[Quoted passage Boundary: Start]

Middle-Aged and Older Adults’ Symptoms of Insomnia Are Associated with Loneliness

Loneliness is associated with sleep disturbances among middle-aged and older adults, potentially leading to nights of insomnia.

In a study involving 9,430 adults aged 50 and above, researchers from New York University’s Rory Meyers College of Nursing and Duke University School of Nursing uncovered a significant connection between feelings of loneliness and symptoms of insomnia. These symptoms encompass difficulties in falling and staying asleep, premature waking, and nonrestorative sleep.

Researchers suggest that loneliness can trigger insomnia through various mechanisms, including heightened stress, anxiety, and increased vigilance. Addressing feelings of loneliness could hold the key to achieving better sleep quality and promoting healthier aging.

The research team analyzed data sourced from the Health and Retirement Study, a comprehensive survey of middle-aged and elderly adults across the United States. Their findings revealed that 16% of the participants developed at least one insomnia symptom over a span of six years. Sleep deprivation is known to elevate the risk of cardiovascular diseases and memory issues.

The study, which appears in the July edition of Psychiatry Research, employed Steptoe’s Social Isolation Index and the revised UCLA Loneliness Scale to gauge social isolation and loneliness levels. The latter scale, composed of 20 items, assessed the applicability of statements like “I feel left out” and “I have nobody to talk to.”

[Quoted passage Boundary: End]
[Supplied information Boundary: Start]

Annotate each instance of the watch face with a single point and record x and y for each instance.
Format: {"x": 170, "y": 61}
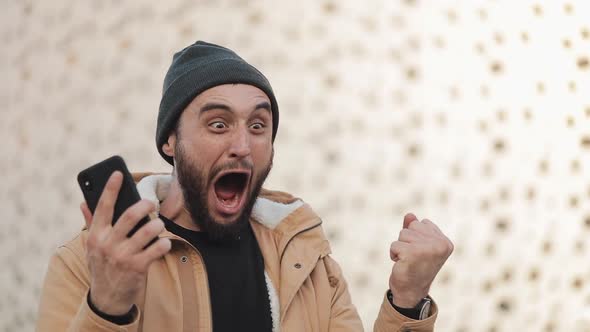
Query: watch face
{"x": 425, "y": 311}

[Supplied information Boundary: End]

§ Tasks to carry out
A - How many adults took part in the study described in the article on loneliness and insomnia?
B - Which mechanisms does the article on loneliness and insomnia give for how loneliness can trigger insomnia?

§ Answer list
A - 9,430 adults aged 50 and above.

B - Heightened stress, anxiety, and increased vigilance.